* Exercise task:
Rewrite the records from their start through the line that contains "x=299, y=62", swapping "black smartphone screen" for "dark phone display" and changing nothing else. Leave the pictures out.

* Dataset content:

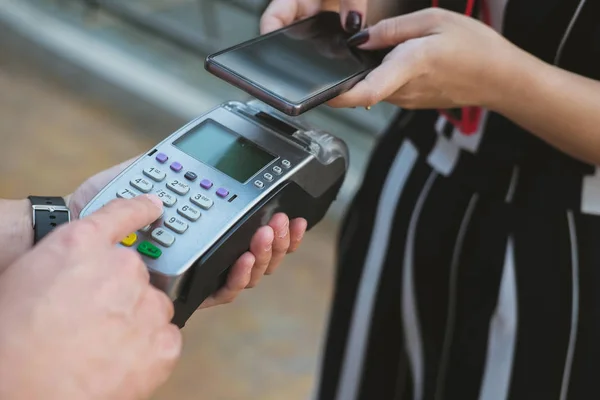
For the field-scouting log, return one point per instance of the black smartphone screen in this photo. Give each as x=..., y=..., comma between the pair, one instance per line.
x=299, y=62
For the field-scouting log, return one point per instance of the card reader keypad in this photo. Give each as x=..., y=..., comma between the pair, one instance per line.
x=178, y=187
x=173, y=191
x=142, y=184
x=189, y=212
x=176, y=224
x=155, y=174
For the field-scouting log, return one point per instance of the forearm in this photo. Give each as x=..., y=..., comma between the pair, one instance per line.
x=16, y=232
x=560, y=107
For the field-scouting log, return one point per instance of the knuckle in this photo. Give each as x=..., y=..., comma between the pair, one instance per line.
x=76, y=234
x=389, y=28
x=372, y=97
x=165, y=302
x=130, y=263
x=436, y=16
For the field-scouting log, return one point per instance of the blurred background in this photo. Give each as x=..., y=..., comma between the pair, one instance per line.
x=86, y=84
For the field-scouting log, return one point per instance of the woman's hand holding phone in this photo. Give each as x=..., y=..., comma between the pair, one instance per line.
x=281, y=13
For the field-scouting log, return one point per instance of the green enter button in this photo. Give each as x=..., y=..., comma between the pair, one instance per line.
x=149, y=250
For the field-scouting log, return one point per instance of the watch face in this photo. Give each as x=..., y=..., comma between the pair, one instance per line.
x=48, y=213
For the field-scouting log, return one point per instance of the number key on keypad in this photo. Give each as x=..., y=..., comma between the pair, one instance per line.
x=202, y=201
x=142, y=184
x=176, y=224
x=126, y=194
x=189, y=212
x=163, y=237
x=178, y=187
x=155, y=174
x=168, y=199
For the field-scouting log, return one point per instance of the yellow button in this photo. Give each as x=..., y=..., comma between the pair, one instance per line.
x=129, y=240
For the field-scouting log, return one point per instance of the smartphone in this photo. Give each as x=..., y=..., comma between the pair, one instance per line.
x=296, y=68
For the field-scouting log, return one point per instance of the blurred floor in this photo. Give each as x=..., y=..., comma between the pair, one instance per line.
x=263, y=346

* Result for this exercise:
For the field-scouting log, return one point per instance of the dark phone display in this photo. Give each as x=..., y=..., comma between the pair, one instance per line.
x=299, y=62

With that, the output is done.